DOCUMENT SECTION
BRIEF HISTORY of STOKE CITY FOOTBALL CLUB
(reproduced from 'Wikipedia' pages) |
Stoke City F.C. was formed in 1863 under the name Stoke Ramblers, when pupils of Charterhouse School
formed a football club while apprentices at the North Staffordshire Railway works in Stoke-upon-Trent.
In 1878, the club merged with Stoke Victoria Cricket Club, and became Stoke Football Club. They moved
from their previous ground, Sweetings Field, to the Athletic Club ground, which soon became known as
the Victoria Ground. It was around this time that the club adopted their traditional red-and-white
striped kit. In August 1885, the club turned professional. Stoke were one of the twelve founding members
of the Football League when it was introduced in 1888. The club struggled in their first two seasons,
1888–89 and 1889–90, finishing bottom on both occasions. In 1890 Stoke failed to be re-elected and joined
the Football Alliance, which they won and thus were re-elected to the Football League. Stoke spent the next
15 seasons in the First Division and reached the FA Cup Semi-Final in the 1898–99 season before being
relegated in 1907. Stoke went bankrupt and entered non-league football until 1914, when the First World War
meant the Football League was suspended for four years. When football recommenced in August 1919, Stoke
re-joined the league. The club became owners of the Victoria Ground in 1919. This was followed by the
construction of the Butler Street stand, which increased the overall capacity of the ground to 50,000.
In 1925, Stoke-on-Trent was granted "city status" and this led the club to change its name to Stoke City F.C.
Following the resumption of the FA Cup after World War II, tragedy struck on 9 March 1946, as 33 fans died
and 520 were injured during a 6th round tie away against Bolton Wanderers. This came known as the Burnden Park
disaster. In 1946–47, Stoke mounted a serious title challenge. The club needed a win in their final game of the
season to win the First Division title. However, a 2–1 defeat to Sheffield United meant the title went to Liverpool
instead. Stoke were relegated from the First Division in 1952–53; during the season Bob McGrory resigned as the
club's manager after 17 years in the role. Former Wolverhampton Wanderers defender Frank Taylor took over at the
club looking to gain promotion back to the First Division. However after seven seasons in the Second Division
without promotion, Taylor was sacked. The club won its first major trophy on 4 March 1972 in the League Cup Final.
Stoke beat favourites Chelsea 2–1 in the final at Wembley Stadium in front of a crowd of 97,852 spectators.

[Object pointing dataset rows]
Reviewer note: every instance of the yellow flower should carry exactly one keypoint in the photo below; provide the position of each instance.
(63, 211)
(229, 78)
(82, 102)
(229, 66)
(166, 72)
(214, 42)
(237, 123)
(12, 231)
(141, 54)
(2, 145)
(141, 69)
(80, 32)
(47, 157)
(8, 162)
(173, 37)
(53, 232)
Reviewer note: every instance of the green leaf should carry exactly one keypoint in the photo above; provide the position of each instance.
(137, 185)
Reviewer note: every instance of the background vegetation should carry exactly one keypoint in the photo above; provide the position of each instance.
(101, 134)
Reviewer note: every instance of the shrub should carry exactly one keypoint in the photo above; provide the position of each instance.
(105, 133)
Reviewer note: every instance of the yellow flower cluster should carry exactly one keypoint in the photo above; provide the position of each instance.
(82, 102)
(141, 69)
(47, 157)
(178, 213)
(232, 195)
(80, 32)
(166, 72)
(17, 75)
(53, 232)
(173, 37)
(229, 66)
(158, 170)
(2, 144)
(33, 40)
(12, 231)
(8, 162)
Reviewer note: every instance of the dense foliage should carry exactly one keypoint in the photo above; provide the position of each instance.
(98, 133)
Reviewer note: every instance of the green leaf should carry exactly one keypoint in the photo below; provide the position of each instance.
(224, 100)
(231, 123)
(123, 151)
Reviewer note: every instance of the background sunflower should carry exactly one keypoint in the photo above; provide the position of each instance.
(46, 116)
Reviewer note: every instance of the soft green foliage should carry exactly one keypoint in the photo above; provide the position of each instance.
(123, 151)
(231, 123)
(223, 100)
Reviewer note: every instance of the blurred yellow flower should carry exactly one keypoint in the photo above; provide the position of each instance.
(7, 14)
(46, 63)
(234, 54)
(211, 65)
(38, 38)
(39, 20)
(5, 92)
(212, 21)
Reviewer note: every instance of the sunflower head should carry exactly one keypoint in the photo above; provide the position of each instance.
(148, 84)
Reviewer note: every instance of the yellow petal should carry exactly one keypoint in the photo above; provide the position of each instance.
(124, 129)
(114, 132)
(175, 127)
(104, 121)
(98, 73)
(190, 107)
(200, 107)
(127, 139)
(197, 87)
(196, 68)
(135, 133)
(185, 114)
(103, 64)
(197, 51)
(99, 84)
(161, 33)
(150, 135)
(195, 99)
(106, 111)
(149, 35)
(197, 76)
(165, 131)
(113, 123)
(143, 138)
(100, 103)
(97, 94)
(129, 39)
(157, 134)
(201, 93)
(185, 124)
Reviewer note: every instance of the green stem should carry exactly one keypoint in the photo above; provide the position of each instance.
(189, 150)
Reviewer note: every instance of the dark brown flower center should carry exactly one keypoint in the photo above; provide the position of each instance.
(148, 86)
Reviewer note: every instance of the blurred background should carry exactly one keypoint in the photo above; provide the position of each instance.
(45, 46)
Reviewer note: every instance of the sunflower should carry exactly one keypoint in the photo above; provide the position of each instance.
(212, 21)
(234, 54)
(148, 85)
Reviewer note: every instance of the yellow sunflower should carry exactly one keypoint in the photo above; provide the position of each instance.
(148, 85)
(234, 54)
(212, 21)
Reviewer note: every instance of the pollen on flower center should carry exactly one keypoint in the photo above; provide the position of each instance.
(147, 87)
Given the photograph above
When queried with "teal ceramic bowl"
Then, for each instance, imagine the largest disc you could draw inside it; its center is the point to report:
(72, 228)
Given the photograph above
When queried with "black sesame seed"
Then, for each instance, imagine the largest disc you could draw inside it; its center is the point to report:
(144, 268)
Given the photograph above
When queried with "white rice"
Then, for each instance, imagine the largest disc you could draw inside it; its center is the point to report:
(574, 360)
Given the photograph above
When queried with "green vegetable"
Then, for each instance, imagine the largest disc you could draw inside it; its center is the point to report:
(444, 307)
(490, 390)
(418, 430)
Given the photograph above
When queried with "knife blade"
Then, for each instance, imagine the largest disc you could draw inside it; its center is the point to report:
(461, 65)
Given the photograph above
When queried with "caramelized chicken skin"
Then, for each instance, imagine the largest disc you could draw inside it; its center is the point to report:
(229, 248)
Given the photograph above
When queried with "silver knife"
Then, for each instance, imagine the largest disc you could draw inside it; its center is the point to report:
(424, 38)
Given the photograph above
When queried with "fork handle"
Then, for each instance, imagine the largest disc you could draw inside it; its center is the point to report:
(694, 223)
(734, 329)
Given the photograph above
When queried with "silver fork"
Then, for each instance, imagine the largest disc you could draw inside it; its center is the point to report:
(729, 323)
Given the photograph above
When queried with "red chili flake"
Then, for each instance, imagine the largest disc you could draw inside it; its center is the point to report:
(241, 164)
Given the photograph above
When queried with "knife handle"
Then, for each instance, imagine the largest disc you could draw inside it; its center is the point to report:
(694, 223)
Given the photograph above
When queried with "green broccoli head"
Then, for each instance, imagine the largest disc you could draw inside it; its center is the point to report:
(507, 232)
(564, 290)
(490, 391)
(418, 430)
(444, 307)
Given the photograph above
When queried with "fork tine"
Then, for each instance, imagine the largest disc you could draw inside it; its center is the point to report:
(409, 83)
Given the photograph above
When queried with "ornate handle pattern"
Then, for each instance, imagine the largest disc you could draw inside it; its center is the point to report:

TASKS TO CARRY OUT
a – According to the Stoke City history, when did the club turn professional?
b – Reproduce word for word the passage of the Stoke City history between "Following the resumption" and "League Cup Final.", inclusive.
c – Name every football club other than Stoke itself that the Stoke City history mentions.

THE REPLIES
a – August 1885

b –
Following the resumption of the FA Cup after World War II, tragedy struck on 9 March 1946, as 33 fans died
and 520 were injured during a 6th round tie away against Bolton Wanderers. This came known as the Burnden Park
disaster. In 1946–47, Stoke mounted a serious title challenge. The club needed a win in their final game of the
season to win the First Division title. However, a 2–1 defeat to Sheffield United meant the title went to Liverpool
instead. Stoke were relegated from the First Division in 1952–53; during the season Bob McGrory resigned as the
club's manager after 17 years in the role. Former Wolverhampton Wanderers defender Frank Taylor took over at the
club looking to gain promotion back to the First Division. However after seven seasons in the Second Division
without promotion, Taylor was sacked. The club won its first major trophy on 4 March 1972 in the League Cup Final.

c – Bolton Wanderers, Sheffield United, Liverpool, Wolverhampton Wanderers, Chelsea